EXERCISE GOAL:
Please edit the lines between the one containing "Accessibility screen-reader module — describe where the dark" and the one containing "0, 0, 1200, 797", inclusive, so that "moss-covered ground" becomes "lichen-covered ground", and give those lines back with everything else unchanged.

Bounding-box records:
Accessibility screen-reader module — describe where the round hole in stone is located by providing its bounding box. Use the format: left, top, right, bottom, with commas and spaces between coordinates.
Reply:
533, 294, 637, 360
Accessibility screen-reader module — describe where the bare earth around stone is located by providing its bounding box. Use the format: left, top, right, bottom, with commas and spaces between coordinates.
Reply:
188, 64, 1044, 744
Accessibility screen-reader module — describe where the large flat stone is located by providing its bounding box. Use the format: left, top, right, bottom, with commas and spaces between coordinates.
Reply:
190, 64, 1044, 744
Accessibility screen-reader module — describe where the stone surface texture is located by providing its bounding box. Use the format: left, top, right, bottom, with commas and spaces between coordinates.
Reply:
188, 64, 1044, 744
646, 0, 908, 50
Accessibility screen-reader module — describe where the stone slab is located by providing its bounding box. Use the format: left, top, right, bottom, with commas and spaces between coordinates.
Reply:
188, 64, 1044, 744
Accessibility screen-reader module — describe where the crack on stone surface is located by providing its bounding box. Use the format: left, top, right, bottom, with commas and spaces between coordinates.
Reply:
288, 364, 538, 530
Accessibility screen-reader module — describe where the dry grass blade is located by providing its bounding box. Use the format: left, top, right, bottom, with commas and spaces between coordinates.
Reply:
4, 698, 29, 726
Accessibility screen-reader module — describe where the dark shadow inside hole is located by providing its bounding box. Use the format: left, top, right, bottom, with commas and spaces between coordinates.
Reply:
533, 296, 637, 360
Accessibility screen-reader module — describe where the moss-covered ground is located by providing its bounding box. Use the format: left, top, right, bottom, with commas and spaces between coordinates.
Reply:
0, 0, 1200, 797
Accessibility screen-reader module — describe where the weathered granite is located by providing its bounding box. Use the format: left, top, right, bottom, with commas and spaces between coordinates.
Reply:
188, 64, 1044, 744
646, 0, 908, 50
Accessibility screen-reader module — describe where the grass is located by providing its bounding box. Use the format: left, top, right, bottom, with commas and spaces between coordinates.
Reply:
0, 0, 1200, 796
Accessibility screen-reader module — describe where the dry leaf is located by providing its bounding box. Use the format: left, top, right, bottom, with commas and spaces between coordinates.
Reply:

TASK ANSWER:
Accessibility screen-reader module — describe where the dark shadow inside hole is located by providing its bounding box. Use the format: left, top, right, bottom, with commas and spaces between coordinates.
Reply:
533, 296, 637, 360
Accessibility screen-reader module — describe where the lichen-covered ground is located by providing its bounding box. Use the format: left, top, right, bottom, with commas and spaces between coordinates.
Reply:
0, 0, 1200, 797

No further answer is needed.